* **Texte source**:
------------------------------------------------------------------------

Cela permettra non seulement de surmonter les conflits ethniques et religieux internes, mais aussi d’accroitre la productivité, la sécurité et la santé publique, tout en réduisant les risques de chasse au profit et de corruption. Si chacun a son rôle dans la société, les populations défavorisées pourront notamment participer pleinement aux affaires publiques et rendre la société en général plus démocratique.

Démocratisation politique : la gauche se réapproprie la liberté

Par le passé, le mouvement progressiste international a trop souvent laissé les néolibéraux et les acteurs de la droite s’autoproclamer défenseurs de la liberté. Cependant, cette liberté est en fait bien plus une liberté des mouvements des capitaux au-delà des frontières qui ne tient pas compte des impacts sociaux. La liberté des riches d’échapper aux taxes. La liberté des employeurs de réduire les droits de leurs employés à s’organiser eux-mêmes. Et enfin, la liberté des riches et des personnes jouissant de bonnes relations à modeler la politique gouvernementale en fonction de leurs intérêts. C’est ainsi que, selon l’« Indice de liberté économique », Singapour et la Malaisie sont les pays leaders de l’Asie, alors qu’aucun d’entre eux n’a jamais réalisé de transition démocratique du pouvoir, n’a jamais autorisé la liberté d’expression et que leurs gouvernements ne rendent aucun compte transparent au public. Il est donc temps que les parties du centre gauche se réapproprient la liberté en tant que valeur et prennent les mesures nécessaires pour que la démocratie politique devienne plus participative mais aussi moins résistante.

  • Cela implique un engagement inconditionnel à l’égard de la transparence, la reddition des comptes et de la lutte contre la corruption sous toutes ses formes.
  • Cela signifie l’organisation d’élections libres et équitables et le respect des résultats.
  • Liberté des médias, d’Internet, et liberté d’expression sont autant de droits qui doivent également figurer parmi les valeurs les plus hautes de tout parti se disant de gauche.
  • Enfin, cela implique un engagement pour accroitre la participation démocratique en rendant l’éducation universelle selon les principes et les pratiques de la démocratie, et en créant de nouvelles institutions pour que la population puisse prendre part librement et de manière équitable et transparente aux décisions gouvernementales.

Un gouvernement bien géré, transparent et démocratique facilitera non seulement une croissance économique durable, mais sera également le seul moyen de garantir que chaque citoyen en bénéficie équitablement.

Démocratie économique : des états forts et intelligents au service du peuple

Alors que la démocratisation sociale et politique est indispensable à une croissance inclusive, le concept reste incomplet si l’on n’ajoute pas une dimension économique. Pour obtenir une croissance inclusive, les partis progressistes doivent, avant tout, changer de point de vue sur l’état. Alors que le néolibéralisme affirme que l’état est toujours le problème et le marché la seule solution, les partis de l’Alliance Progressiste doivent mettre l’accent sur le fait que des services publics de qualité profitent tout autant aux citoyens qu’aux entreprises et peuvent devenir les piliers de l’émancipation de chaque citoyen, riche ou pauvre.

------------------------------------------------------------------------

* **Exercice**: Citez mot pour mot le passage du texte source sur la démocratisation qui débute aux mots « Un gouvernement bien » et se termine après « en bénéficie équitablement. ».

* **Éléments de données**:
------------------------------------------------------------------------

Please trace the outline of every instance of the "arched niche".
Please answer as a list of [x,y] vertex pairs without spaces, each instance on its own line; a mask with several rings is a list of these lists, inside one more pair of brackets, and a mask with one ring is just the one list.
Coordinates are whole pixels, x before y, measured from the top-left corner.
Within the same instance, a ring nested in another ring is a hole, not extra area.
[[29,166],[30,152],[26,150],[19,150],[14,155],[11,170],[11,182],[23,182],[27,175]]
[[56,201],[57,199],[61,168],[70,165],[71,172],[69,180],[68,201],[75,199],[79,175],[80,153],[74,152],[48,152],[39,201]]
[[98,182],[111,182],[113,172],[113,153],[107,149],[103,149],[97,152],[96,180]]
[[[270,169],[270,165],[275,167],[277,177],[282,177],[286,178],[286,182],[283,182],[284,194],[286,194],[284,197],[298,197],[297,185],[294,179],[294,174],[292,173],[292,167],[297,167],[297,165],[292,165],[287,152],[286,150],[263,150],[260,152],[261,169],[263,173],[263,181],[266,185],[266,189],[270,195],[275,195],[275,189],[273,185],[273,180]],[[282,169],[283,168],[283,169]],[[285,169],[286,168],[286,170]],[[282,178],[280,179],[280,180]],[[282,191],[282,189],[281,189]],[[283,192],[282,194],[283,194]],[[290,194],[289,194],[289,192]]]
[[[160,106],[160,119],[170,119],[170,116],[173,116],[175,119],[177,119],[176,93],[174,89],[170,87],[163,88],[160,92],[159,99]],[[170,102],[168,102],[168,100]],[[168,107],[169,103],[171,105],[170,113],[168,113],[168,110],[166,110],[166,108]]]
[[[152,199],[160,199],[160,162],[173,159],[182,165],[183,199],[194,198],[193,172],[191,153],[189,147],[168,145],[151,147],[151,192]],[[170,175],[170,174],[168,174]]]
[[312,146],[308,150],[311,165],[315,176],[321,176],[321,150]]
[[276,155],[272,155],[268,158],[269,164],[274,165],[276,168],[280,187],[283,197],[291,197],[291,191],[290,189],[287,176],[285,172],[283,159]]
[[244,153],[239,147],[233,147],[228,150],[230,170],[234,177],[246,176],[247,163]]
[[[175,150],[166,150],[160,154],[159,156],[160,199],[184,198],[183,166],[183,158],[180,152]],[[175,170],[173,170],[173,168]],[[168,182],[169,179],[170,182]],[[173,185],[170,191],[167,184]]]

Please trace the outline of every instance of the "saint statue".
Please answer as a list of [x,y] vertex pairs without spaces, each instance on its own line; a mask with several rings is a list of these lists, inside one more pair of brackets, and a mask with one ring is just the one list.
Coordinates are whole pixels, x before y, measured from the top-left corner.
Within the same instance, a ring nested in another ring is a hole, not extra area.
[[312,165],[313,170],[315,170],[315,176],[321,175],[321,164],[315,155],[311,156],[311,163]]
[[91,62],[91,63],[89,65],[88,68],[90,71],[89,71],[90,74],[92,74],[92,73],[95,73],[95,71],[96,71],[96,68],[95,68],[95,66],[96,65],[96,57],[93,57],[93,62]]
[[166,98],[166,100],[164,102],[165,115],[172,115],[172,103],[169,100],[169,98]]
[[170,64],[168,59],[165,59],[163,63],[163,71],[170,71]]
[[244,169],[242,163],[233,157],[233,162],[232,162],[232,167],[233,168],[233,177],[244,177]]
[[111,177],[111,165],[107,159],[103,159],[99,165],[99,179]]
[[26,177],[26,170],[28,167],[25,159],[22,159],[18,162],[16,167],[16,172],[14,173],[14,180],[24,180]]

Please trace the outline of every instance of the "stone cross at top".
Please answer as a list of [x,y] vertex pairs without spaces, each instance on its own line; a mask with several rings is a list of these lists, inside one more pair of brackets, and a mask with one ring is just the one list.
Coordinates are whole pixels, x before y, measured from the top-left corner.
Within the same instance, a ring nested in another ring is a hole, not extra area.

------------------------------------------------------------------------

* **Corrigé**:
Un gouvernement bien géré, transparent et démocratique facilitera non seulement une croissance économique durable, mais sera également le seul moyen de garantir que chaque citoyen en bénéficie équitablement.